Reproduce the appeal below on behalf of Jewish children, word for word.

┌─ Text segment

French mothers and fathers, young people, teachers, educators!  When you kiss your child goodnight in bed before their happy sleep, in the morning when you catch their first smile on waking, think of those hellish trains where, crammed in like a herd of beasts on the way to the abbatoir, 2000 little Jewish children, alone, abandoned to their mortal anguish, crying with terror and thirst.   Is there anywhere in the world, in all modern history, anything more atrocious, more inhuman, more barbaric than the torture of innocent children?   These children, just like yours, have mothers and fathers ready to protect them.  But they are dragged from them without pity, with bestial savagery.  ..  These horrors happen amongst us, on our sweet French earth, with the complicity of the French government collaborating with those who starve us, who loot our treasures, who hold our prisoners, who murder the patriots fighting for a free and happy France….

French Youth!  Schoolchildren!  Students! When you go back to school, you will find in your classes thousands of empty places.  They are those of your Jewish friends, brought up as you are in the love of France.  Know that the Pétain-Laval government has handed them over to certain death.  Is this the new order?  Is this the National Revolution? …

Protest to the authorities! Shelter, protect, hide Jewish children and their families! Do not let them be handed over to Hitler’s killers! Save the honour of France!

└─
┌─ Excerpted data

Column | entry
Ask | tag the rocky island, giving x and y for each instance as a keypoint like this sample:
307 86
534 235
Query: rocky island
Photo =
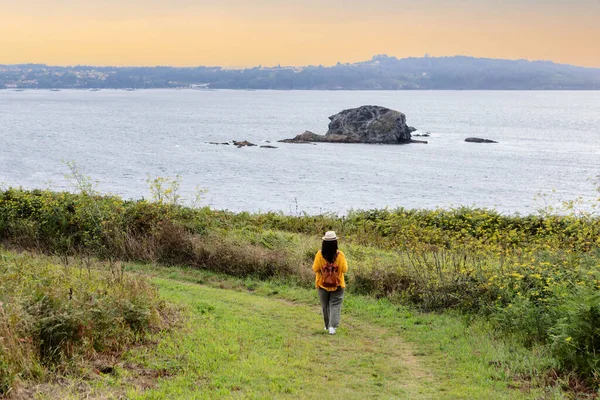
365 124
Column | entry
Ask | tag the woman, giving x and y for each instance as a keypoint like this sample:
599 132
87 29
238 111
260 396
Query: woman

└─

● Solution to this task:
French mothers and fathers, young people, teachers, educators!  When you kiss your child goodnight in bed before their happy sleep, in the morning when you catch their first smile on waking, think of those hellish trains where, crammed in like a herd of beasts on the way to the abbatoir, 2000 little Jewish children, alone, abandoned to their mortal anguish, crying with terror and thirst.   Is there anywhere in the world, in all modern history, anything more atrocious, more inhuman, more barbaric than the torture of innocent children?   These children, just like yours, have mothers and fathers ready to protect them.  But they are dragged from them without pity, with bestial savagery.  ..  These horrors happen amongst us, on our sweet French earth, with the complicity of the French government collaborating with those who starve us, who loot our treasures, who hold our prisoners, who murder the patriots fighting for a free and happy France….

French Youth!  Schoolchildren!  Students! When you go back to school, you will find in your classes thousands of empty places.  They are those of your Jewish friends, brought up as you are in the love of France.  Know that the Pétain-Laval government has handed them over to certain death.  Is this the new order?  Is this the National Revolution? …

Protest to the authorities! Shelter, protect, hide Jewish children and their families! Do not let them be handed over to Hitler’s killers! Save the honour of France!